* _BRANO PROPOSTO_
Le ipotesi più accreditate indicano per Margarito l’origine greca, forse proveniente da Megara nell’Attica da cui il suo nome – Megareites, cioè di Megara – latinizzato in Margarito, però si è anche ipotizzato che sia nato a Brindisi – per cui fu sempre detto Margaritus de Brundusio – nel seno di una delle numerose famiglie d’origine bizantina che al tempo vi risiedevano. E di Margarito la matrice leggendaria racconta che molti dei suoi contemporanei ne apprezzarono enormemente le qualità al punto da definirlo rex maris o novus Neptunus, mentre fu temutissimo dai suoi nemici che, i più, lo considerarono null’altro che un arcipirata.
Nelle cronache della storia invece, Margarito comincia ad essere citato in associazione con la presa di Tessalonica, effettuata il 24 agosto 1185 dalle truppe normanne del re di Sicilia Guglielmo II e dalla sua flotta comandata dal conte di Lecce Tancredi, ed a tale proposito c’è chi fa coincidere il nostro Margarito con Sifanto, un corsaro che combatté in prima fila al servizio del re di Sicilia in quell’azione bellica antibizantina. Qualche mese dopo, i Normanni occuparono anche le tre isole ioniche di Zacinto Cefalonia e Itaca, le quali vennero assegnate in allodio – cioè a titolo di possedimento personale – proprio a Margarito.
  Firma di Margarito – a forma di vascello (Archivio Capitolare di Brindisi)
  Ma la vera prima grande impresa militare di successo Margarito la realizzò nell’estate del 1186 sulle coste di Cipro, quando s’impadronì rocambolescamente di tutte le settanta triremi costantinopolitane che al comando dell’anziano Giovanni Contostefano erano impegnate nella riconquista dell’isola passata sotto il controllo dell’usurpatore Isacco Comneno.
Margarito, già soprannominato Margaritone per la sua imponente stazza, s’impadronì delle navi prive degli equipaggi che nel frattempo erano sbarcati e le poté distruggere senza incontrare resistenza; gli stessi equipaggi furono poi catturati e Margarito inviò al re Guglielmo II in Sicilia i principali dignitari della flotta bizantina con una grossa parte del bottino: un successo epocale che lo rese subito internazionalmente famoso e per il quale il re Guglielmo II lo titolò ufficialmente suo ‘ammiraglio’.
Il 2 ottobre 1187, al comando della flotta di Sicilia, l’ammiraglio Margarito riuscì a salvare e portare in Sicilia il patriarca Eraclio con altri cristiani fuggiti da Gerusalemme occupata da Saladino ed in seguito, contribuì decisivamente affinché i cristiani di Terrasanta sconfitti, riuscissero a conservare perlomeno il controllo di Tiro Tripoli e Antiochia, obbligando di fatto Saladino a rinunciare alla loro conquista.

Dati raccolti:
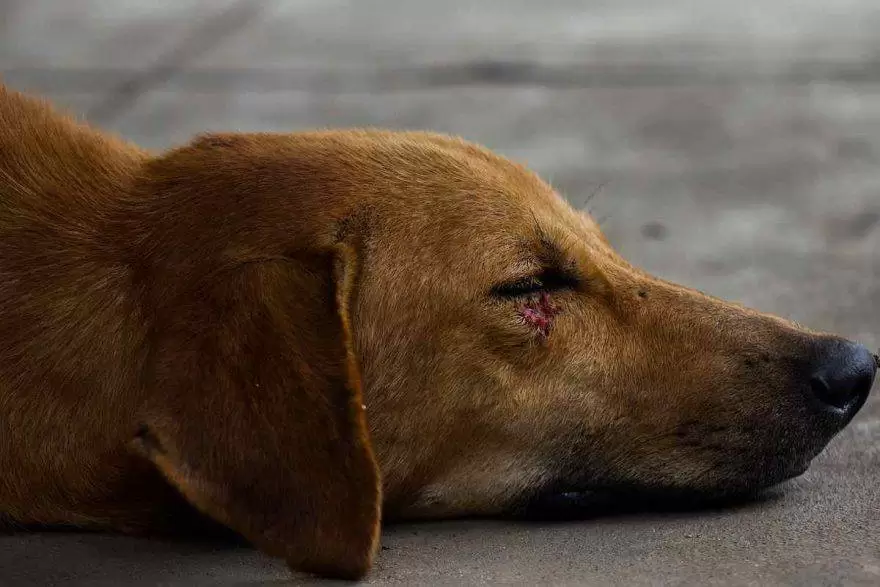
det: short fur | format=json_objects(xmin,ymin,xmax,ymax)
[{"xmin": 0, "ymin": 87, "xmax": 872, "ymax": 578}]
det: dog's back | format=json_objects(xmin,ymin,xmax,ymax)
[{"xmin": 0, "ymin": 86, "xmax": 165, "ymax": 525}]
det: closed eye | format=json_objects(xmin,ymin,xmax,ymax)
[{"xmin": 492, "ymin": 269, "xmax": 578, "ymax": 298}]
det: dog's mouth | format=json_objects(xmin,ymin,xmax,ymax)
[{"xmin": 508, "ymin": 458, "xmax": 811, "ymax": 521}]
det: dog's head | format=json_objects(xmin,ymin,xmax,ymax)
[{"xmin": 132, "ymin": 131, "xmax": 877, "ymax": 575}]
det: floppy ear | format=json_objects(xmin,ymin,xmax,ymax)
[{"xmin": 136, "ymin": 245, "xmax": 381, "ymax": 579}]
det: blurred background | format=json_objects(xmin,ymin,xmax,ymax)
[
  {"xmin": 0, "ymin": 0, "xmax": 880, "ymax": 585},
  {"xmin": 0, "ymin": 0, "xmax": 880, "ymax": 347}
]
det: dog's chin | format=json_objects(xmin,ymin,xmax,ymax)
[{"xmin": 510, "ymin": 459, "xmax": 810, "ymax": 520}]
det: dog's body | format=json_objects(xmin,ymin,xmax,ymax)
[{"xmin": 0, "ymin": 87, "xmax": 875, "ymax": 576}]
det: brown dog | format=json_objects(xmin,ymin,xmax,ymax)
[{"xmin": 0, "ymin": 88, "xmax": 876, "ymax": 577}]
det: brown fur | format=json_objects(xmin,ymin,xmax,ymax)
[{"xmin": 0, "ymin": 87, "xmax": 872, "ymax": 578}]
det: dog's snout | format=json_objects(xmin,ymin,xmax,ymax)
[{"xmin": 810, "ymin": 339, "xmax": 878, "ymax": 415}]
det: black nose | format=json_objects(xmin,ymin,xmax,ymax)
[{"xmin": 810, "ymin": 339, "xmax": 878, "ymax": 414}]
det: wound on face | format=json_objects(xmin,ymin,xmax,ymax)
[{"xmin": 518, "ymin": 292, "xmax": 560, "ymax": 338}]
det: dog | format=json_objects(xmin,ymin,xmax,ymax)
[{"xmin": 0, "ymin": 87, "xmax": 878, "ymax": 579}]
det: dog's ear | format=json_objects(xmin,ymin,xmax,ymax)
[{"xmin": 135, "ymin": 245, "xmax": 381, "ymax": 578}]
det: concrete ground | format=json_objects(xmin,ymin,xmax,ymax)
[{"xmin": 0, "ymin": 0, "xmax": 880, "ymax": 586}]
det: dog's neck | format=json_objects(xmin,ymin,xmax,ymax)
[{"xmin": 0, "ymin": 85, "xmax": 147, "ymax": 214}]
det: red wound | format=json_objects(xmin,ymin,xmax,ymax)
[{"xmin": 519, "ymin": 292, "xmax": 560, "ymax": 338}]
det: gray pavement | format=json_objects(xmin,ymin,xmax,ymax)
[{"xmin": 0, "ymin": 0, "xmax": 880, "ymax": 586}]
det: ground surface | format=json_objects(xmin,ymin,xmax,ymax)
[{"xmin": 0, "ymin": 0, "xmax": 880, "ymax": 586}]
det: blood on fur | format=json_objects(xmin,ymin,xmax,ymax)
[{"xmin": 519, "ymin": 292, "xmax": 560, "ymax": 338}]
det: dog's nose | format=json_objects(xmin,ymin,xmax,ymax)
[{"xmin": 810, "ymin": 339, "xmax": 878, "ymax": 414}]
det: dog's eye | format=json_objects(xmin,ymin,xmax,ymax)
[{"xmin": 492, "ymin": 271, "xmax": 576, "ymax": 298}]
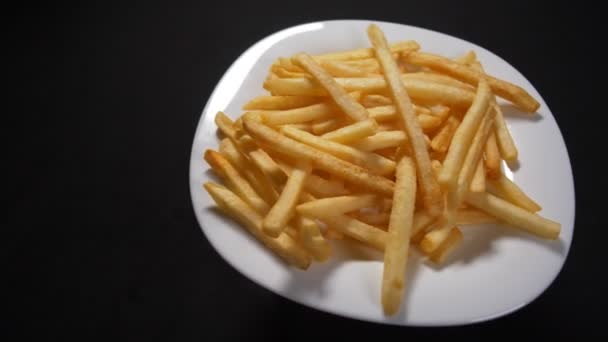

* _CONSEGNA A_
Nel brano su Margarito, quante triremi costantinopolitane cattura Margarito sulle coste di Cipro nell'estate del 1186?
* _CONSEGNA B_
Nel brano su Margarito, riporta tutto da "Nelle cronache della" fino a "Capitolare di Brindisi)", sostituendo "Tessalonica" con "Salonicco".
* _CONSEGNA C_
Trasforma in un elenco puntato il paragrafo del brano su Margarito che comincia con "Margarito, già soprannominato Margaritone", conservandone i fatti principali.

* _SOLUZIONE A_
Tutte le settanta triremi.

* _SOLUZIONE B_
Nelle cronache della storia invece, Margarito comincia ad essere citato in associazione con la presa di Salonicco, effettuata il 24 agosto 1185 dalle truppe normanne del re di Sicilia Guglielmo II e dalla sua flotta comandata dal conte di Lecce Tancredi, ed a tale proposito c’è chi fa coincidere il nostro Margarito con Sifanto, un corsaro che combatté in prima fila al servizio del re di Sicilia in quell’azione bellica antibizantina. Qualche mese dopo, i Normanni occuparono anche le tre isole ioniche di Zacinto Cefalonia e Itaca, le quali vennero assegnate in allodio – cioè a titolo di possedimento personale – proprio a Margarito.
  Firma di Margarito – a forma di vascello (Archivio Capitolare di Brindisi)

* _SOLUZIONE C_
- Margarito, soprannominato Margaritone per la sua imponente stazza, si impadronì delle navi bizantine rimaste senza equipaggi, che nel frattempo erano sbarcati.
- Distrusse le navi senza incontrare resistenza.
- Gli equipaggi furono poi catturati.
- Inviò in Sicilia al re Guglielmo II i principali dignitari della flotta bizantina e una grossa parte del bottino.
- Il successo lo rese subito famoso a livello internazionale.
- Per questo successo Guglielmo II gli diede ufficialmente il titolo di "ammiraglio".